• _PROVIDED ENTRIES_:
****************************************

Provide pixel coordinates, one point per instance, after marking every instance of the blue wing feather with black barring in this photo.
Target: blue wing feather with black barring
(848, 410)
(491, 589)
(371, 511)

****************************************

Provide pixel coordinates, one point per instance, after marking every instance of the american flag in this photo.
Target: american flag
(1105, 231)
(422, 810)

****************************************

• _DESCRIPTION OF THE TASK_: Extract from the material above each line that contains the string "blue", copying every such line in full.

• _FINAL RESULT_:
Provide pixel coordinates, one point per instance, after marking every instance of the blue wing feather with black barring in this photo.
Target: blue wing feather with black barring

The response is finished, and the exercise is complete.